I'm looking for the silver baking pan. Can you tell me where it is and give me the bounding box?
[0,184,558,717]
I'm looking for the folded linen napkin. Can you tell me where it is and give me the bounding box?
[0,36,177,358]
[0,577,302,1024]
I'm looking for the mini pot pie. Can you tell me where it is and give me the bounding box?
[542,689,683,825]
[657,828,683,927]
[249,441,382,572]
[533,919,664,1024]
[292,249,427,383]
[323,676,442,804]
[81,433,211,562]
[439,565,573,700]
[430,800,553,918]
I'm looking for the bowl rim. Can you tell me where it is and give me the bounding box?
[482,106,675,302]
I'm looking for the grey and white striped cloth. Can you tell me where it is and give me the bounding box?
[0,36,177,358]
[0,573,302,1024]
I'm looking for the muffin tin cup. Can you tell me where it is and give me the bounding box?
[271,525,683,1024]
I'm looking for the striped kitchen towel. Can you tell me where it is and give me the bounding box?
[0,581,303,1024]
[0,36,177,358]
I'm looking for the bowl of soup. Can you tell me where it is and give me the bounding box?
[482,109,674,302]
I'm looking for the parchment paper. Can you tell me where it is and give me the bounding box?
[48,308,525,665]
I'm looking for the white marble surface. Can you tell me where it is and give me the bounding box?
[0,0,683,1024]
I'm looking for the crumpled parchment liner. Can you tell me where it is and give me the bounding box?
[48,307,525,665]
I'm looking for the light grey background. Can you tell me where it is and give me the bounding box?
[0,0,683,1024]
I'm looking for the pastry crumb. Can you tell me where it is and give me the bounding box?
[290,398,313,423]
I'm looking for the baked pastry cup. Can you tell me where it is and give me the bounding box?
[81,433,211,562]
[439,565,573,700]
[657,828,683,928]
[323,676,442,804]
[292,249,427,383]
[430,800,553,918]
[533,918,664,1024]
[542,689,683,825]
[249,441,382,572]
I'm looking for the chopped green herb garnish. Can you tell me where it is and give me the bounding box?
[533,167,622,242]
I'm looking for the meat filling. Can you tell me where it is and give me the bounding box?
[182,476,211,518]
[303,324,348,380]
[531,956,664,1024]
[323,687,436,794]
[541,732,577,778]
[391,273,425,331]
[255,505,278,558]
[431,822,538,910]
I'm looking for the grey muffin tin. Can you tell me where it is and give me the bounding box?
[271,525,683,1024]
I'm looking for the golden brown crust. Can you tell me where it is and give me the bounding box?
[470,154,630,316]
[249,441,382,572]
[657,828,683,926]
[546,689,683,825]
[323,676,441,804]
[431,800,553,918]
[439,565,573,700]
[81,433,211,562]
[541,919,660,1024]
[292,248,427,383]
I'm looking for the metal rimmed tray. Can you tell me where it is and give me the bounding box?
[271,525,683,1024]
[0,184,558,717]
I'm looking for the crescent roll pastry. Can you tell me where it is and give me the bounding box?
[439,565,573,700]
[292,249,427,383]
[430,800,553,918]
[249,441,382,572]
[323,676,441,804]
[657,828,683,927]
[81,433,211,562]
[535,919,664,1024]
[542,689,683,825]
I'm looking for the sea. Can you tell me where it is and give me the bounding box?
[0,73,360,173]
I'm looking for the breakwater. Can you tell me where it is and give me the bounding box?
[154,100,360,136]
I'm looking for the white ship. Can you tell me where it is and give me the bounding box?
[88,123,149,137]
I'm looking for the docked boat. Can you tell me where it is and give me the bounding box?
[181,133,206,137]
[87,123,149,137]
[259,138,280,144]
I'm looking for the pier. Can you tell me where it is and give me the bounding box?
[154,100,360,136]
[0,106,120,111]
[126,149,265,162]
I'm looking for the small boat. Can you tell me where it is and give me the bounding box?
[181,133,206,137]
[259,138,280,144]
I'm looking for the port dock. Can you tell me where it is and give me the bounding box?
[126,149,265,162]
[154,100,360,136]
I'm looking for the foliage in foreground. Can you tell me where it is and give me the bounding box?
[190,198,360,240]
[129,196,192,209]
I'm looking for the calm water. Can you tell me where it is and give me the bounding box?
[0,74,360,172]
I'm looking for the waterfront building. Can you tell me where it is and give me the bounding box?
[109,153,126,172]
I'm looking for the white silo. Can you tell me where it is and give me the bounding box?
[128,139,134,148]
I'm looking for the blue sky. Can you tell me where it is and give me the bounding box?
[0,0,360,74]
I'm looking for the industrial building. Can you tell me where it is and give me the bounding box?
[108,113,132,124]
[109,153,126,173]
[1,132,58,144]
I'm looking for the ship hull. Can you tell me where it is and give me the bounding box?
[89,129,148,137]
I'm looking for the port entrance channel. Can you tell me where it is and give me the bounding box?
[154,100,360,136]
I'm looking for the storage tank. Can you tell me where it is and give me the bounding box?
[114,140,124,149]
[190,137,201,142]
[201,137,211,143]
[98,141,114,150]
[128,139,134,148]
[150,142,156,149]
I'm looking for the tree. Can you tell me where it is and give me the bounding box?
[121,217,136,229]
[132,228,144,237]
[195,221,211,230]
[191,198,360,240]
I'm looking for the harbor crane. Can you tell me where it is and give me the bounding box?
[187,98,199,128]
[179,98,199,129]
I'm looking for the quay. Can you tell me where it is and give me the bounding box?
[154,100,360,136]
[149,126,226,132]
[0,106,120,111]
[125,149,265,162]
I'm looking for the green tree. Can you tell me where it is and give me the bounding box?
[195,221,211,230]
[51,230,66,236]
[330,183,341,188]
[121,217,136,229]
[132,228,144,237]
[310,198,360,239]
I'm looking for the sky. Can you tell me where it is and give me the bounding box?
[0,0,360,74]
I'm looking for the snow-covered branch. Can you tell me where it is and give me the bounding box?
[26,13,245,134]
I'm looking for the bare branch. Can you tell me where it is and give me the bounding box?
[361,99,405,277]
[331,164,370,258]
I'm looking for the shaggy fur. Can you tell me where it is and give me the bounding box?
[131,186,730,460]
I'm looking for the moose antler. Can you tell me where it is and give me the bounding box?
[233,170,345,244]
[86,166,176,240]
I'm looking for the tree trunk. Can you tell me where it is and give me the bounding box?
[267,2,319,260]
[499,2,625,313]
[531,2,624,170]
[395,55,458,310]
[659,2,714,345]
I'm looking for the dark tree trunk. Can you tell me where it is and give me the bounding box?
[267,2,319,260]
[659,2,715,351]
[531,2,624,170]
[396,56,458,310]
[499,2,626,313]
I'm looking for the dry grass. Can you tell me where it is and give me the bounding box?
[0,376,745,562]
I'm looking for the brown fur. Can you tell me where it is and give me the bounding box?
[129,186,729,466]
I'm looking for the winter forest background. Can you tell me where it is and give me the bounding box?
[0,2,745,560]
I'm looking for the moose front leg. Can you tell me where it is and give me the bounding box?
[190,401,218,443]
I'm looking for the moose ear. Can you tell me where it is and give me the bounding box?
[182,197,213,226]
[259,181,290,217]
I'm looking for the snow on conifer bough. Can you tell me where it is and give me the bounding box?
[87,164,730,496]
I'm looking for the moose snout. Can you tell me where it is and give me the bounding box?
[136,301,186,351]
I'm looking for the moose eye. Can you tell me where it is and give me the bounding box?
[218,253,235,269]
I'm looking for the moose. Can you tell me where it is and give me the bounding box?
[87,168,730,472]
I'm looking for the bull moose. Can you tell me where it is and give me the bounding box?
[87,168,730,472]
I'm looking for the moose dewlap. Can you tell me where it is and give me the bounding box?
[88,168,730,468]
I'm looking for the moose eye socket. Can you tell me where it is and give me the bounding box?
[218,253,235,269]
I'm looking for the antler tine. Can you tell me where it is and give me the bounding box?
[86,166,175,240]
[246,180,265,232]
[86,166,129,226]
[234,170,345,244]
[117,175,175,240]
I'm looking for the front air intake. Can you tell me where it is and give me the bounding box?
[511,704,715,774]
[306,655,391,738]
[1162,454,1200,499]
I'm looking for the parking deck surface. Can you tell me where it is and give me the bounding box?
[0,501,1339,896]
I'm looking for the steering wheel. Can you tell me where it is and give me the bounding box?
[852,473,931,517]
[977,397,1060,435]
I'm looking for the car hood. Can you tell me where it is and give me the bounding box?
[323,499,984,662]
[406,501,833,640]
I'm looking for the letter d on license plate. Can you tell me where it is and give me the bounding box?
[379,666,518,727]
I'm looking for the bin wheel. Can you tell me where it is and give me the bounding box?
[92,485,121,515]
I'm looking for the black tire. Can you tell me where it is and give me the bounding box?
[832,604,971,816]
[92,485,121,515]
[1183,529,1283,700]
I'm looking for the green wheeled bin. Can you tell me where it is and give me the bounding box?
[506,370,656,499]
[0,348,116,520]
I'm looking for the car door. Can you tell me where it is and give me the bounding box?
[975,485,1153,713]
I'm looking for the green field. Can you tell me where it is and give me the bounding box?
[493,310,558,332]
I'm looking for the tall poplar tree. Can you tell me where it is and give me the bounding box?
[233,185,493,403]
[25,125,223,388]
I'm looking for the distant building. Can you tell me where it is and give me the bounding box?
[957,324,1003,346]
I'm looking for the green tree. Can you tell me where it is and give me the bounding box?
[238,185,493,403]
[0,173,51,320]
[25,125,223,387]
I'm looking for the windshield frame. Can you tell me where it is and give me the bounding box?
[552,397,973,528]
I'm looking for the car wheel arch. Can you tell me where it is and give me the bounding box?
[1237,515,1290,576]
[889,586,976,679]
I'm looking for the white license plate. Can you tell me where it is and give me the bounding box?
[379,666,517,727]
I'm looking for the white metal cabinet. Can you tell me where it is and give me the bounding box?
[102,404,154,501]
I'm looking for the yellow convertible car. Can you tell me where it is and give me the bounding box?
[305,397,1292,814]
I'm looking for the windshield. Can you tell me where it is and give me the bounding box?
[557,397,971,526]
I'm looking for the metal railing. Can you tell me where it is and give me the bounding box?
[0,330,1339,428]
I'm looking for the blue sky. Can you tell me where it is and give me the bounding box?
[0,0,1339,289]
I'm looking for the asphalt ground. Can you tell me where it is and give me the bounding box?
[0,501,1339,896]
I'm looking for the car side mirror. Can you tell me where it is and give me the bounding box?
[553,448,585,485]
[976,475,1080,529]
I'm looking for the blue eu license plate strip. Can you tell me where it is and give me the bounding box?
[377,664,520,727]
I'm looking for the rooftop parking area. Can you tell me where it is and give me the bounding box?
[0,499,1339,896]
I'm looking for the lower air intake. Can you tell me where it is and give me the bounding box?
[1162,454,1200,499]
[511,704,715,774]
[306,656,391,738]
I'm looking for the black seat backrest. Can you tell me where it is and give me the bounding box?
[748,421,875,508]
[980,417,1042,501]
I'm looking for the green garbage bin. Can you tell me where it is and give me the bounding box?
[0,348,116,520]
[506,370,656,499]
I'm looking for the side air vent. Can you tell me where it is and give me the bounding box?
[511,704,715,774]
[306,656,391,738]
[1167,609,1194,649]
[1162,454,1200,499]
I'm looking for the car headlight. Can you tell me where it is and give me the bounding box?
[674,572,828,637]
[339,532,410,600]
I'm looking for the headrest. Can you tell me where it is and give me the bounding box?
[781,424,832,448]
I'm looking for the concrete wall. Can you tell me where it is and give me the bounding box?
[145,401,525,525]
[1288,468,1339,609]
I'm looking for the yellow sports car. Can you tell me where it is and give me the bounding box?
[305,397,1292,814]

▸ What to do
Copy the data from its first line through the line that contains "[0,577,302,1024]", replacing "silver baking pan" with "metal baking tray" and changing nothing else. Give only those lines.

▸ Solution for this problem
I'm looking for the metal baking tray. Can you tell me where it is and give me the bounding box?
[0,184,558,717]
I'm looking for the folded linen napkin. Can you tell me where it is and give me the bounding box?
[0,36,177,358]
[0,577,302,1024]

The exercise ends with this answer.